Aim of the task:
Find every line in the rows below that contains the string "positive" and copy each one. Only exact case matches count.

Supplied entries:
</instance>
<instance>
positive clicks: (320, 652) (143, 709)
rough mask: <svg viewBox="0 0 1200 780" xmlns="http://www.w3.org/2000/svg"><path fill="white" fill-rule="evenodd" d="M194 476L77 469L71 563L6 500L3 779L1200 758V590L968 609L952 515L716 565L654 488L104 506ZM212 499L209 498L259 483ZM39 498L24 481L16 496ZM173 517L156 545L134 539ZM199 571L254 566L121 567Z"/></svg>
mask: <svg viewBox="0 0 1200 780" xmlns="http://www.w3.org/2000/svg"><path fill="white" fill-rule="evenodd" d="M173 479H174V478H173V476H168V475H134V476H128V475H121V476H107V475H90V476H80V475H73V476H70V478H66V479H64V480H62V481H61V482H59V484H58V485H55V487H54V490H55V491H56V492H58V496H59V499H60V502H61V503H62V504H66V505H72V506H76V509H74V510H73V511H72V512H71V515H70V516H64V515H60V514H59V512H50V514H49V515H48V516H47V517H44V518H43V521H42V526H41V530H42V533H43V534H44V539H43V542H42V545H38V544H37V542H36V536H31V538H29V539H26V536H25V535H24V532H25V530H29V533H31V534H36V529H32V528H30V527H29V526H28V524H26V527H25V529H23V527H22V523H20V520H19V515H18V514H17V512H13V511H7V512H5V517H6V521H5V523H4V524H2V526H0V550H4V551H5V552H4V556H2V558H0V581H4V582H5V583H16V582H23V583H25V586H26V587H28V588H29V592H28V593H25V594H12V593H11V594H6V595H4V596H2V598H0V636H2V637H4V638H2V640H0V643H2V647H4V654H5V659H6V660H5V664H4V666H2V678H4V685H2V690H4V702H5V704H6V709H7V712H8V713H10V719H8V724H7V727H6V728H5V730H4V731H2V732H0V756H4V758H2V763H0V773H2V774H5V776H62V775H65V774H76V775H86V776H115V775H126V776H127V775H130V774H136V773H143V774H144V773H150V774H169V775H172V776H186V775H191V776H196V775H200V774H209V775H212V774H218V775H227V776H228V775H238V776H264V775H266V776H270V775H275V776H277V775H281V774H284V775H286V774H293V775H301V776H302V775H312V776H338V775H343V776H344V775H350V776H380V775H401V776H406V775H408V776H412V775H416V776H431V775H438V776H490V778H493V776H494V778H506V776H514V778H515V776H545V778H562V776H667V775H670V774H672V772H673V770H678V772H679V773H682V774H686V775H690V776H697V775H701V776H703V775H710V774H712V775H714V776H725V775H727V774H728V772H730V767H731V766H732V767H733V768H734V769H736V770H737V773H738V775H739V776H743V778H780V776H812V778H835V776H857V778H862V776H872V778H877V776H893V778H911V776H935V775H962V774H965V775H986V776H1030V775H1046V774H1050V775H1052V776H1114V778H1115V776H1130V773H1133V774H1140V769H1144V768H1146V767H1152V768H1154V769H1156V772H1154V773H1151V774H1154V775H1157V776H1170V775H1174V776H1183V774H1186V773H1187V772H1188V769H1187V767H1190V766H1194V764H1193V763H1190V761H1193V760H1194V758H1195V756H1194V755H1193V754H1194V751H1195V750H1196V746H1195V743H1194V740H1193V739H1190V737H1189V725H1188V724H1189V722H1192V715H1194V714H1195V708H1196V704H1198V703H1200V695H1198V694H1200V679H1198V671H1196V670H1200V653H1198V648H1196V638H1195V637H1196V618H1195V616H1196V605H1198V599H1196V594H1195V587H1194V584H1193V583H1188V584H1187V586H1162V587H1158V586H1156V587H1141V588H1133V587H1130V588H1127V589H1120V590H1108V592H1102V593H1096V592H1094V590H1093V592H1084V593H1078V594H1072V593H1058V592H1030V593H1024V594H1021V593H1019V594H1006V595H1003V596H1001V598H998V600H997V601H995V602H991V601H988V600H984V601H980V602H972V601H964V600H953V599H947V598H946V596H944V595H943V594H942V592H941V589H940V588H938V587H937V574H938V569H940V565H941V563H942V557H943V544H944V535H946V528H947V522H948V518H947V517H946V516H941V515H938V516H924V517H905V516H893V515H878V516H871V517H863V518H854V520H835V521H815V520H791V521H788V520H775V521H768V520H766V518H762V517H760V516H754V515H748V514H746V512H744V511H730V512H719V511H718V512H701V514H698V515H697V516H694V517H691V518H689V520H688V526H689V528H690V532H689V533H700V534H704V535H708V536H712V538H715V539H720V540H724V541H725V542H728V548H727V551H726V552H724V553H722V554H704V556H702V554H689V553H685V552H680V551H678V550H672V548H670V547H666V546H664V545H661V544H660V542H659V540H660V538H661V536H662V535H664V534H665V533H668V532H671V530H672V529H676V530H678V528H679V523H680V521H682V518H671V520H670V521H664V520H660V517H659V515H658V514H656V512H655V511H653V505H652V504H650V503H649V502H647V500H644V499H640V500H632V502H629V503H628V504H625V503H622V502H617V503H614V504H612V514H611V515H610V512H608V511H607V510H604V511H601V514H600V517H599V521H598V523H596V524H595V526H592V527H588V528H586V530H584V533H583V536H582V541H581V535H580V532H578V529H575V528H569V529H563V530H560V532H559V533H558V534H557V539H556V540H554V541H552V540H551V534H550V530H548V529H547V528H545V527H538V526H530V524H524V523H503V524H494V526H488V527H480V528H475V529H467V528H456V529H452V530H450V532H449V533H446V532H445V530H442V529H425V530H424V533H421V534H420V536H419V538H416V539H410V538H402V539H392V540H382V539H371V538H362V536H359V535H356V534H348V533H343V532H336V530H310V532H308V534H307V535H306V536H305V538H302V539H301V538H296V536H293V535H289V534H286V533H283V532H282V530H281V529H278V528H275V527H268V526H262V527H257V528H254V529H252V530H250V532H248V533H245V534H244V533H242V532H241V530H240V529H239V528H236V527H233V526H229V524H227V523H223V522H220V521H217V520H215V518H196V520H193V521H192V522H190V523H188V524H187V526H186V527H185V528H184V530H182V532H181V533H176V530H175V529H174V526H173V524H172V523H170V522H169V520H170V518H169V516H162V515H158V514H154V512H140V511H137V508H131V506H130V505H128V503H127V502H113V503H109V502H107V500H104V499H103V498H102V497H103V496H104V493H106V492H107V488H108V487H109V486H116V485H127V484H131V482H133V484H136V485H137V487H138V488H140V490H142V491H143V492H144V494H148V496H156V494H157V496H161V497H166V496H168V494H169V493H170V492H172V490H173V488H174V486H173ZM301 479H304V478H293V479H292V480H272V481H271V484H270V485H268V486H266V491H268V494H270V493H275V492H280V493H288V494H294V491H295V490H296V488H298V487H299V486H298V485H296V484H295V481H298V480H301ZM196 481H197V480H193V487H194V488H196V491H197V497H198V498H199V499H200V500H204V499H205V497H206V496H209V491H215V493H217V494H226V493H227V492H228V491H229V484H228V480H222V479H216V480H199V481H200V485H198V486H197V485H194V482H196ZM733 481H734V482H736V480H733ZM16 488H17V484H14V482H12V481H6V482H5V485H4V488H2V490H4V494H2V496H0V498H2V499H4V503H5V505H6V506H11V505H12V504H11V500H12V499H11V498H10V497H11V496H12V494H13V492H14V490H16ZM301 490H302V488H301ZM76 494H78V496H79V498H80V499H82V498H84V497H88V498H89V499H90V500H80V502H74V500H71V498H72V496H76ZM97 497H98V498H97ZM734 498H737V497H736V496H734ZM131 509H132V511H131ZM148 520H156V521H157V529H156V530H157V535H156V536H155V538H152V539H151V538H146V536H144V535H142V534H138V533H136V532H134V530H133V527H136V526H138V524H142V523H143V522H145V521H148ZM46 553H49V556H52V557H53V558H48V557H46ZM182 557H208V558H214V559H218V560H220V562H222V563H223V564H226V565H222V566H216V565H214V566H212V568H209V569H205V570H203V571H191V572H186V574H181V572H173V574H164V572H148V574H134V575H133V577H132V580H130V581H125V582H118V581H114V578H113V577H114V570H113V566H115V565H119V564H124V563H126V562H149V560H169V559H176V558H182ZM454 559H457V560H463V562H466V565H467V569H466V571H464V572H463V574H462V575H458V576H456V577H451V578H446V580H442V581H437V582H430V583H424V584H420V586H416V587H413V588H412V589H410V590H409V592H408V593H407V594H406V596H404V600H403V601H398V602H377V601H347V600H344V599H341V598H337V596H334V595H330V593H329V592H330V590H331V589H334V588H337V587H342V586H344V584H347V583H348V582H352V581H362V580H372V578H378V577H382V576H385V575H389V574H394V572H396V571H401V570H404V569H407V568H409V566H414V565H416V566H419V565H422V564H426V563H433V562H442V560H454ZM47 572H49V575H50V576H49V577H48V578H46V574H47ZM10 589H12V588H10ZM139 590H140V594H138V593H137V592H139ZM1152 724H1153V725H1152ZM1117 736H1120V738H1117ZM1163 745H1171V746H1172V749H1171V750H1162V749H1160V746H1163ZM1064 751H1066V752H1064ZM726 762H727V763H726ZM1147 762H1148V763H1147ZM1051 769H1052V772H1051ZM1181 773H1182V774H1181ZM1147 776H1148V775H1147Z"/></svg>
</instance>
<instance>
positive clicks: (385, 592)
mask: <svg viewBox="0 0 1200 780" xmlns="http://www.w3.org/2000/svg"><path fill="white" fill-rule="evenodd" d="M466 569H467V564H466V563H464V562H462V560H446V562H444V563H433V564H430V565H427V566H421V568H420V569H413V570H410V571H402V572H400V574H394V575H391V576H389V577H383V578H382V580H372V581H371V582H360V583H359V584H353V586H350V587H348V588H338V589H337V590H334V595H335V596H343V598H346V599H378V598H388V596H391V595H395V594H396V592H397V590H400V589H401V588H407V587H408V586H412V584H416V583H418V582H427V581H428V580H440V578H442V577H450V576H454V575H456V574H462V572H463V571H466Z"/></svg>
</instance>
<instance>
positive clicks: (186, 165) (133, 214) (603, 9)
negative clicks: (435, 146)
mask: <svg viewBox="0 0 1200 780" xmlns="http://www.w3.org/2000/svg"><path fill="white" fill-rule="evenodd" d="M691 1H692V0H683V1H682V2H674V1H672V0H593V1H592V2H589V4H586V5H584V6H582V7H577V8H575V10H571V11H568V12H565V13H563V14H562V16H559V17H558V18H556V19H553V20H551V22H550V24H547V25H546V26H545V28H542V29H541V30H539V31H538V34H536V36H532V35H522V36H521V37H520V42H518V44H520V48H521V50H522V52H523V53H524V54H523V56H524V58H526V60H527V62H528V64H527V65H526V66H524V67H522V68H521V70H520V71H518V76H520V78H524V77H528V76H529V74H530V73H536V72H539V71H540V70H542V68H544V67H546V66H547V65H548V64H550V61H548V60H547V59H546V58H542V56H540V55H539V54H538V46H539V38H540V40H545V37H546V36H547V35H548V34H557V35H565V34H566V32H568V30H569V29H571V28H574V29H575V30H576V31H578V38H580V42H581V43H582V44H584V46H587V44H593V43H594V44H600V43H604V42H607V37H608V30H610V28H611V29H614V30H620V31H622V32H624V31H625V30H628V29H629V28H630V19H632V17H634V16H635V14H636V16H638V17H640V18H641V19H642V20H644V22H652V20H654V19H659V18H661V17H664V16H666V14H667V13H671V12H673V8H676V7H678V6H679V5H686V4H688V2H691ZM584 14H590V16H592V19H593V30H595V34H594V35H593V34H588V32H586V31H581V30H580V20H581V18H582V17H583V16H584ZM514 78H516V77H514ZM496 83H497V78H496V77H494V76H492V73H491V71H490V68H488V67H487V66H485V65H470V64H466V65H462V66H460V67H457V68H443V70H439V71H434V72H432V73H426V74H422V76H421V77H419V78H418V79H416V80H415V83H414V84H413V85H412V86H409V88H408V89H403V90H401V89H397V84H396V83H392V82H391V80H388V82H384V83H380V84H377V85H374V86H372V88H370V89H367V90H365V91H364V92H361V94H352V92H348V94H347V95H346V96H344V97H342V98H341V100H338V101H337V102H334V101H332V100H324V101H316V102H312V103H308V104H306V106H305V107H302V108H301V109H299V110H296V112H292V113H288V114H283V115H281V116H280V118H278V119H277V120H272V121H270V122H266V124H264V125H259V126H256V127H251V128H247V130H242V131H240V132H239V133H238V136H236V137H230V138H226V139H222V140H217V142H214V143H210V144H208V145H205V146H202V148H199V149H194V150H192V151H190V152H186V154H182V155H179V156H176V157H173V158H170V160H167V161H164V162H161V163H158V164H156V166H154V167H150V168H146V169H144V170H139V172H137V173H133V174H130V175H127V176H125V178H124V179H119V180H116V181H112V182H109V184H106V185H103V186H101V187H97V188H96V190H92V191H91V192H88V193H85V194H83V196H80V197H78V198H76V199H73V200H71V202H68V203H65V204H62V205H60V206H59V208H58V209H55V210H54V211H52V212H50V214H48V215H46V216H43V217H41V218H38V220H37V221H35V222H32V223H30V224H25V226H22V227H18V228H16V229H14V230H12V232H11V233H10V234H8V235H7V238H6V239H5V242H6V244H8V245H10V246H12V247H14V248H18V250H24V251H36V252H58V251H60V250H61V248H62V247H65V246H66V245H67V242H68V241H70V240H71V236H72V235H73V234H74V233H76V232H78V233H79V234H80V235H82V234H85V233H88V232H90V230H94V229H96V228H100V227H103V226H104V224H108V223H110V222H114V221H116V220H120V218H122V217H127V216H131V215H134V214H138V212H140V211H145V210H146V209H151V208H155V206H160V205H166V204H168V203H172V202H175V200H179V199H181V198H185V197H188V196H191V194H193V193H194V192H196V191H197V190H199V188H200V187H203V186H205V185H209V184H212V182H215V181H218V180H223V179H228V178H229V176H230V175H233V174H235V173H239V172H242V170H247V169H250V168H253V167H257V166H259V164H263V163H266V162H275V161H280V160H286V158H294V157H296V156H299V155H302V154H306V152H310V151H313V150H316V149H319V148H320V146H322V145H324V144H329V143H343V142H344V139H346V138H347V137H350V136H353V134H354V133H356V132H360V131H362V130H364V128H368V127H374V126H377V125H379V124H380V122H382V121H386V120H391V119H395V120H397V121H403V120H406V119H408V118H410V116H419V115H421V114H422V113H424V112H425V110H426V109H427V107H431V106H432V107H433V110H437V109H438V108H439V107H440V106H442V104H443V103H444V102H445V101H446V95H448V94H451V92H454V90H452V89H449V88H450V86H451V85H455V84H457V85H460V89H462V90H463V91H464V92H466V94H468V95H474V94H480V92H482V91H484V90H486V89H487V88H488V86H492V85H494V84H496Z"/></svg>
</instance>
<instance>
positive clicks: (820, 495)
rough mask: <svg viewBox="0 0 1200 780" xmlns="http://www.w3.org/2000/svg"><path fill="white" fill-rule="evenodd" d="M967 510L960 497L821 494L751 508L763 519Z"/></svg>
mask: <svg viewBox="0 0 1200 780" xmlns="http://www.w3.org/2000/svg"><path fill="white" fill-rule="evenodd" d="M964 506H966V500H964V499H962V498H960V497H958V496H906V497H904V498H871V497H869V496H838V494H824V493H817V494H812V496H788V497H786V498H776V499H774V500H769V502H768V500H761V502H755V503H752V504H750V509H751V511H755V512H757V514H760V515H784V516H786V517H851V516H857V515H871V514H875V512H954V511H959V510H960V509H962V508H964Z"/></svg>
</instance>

...

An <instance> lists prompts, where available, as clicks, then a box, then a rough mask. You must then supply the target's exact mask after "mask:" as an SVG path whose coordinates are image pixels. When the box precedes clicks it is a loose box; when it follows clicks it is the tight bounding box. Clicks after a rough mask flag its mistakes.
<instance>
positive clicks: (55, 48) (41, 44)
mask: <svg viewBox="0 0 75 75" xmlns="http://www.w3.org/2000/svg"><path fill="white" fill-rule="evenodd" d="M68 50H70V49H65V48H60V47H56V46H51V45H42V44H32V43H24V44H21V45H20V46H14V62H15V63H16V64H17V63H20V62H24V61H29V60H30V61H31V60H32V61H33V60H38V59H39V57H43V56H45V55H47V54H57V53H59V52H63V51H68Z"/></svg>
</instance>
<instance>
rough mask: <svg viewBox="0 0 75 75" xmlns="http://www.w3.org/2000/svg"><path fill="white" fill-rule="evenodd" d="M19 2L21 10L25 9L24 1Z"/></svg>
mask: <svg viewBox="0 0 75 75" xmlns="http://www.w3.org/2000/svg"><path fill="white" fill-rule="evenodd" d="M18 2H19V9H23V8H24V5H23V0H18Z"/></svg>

Exercise output:
positive clicks: (320, 652) (143, 709)
positive clicks: (385, 592)
positive clicks: (186, 165) (133, 214) (603, 9)
positive clicks: (820, 495)
positive clicks: (55, 48) (41, 44)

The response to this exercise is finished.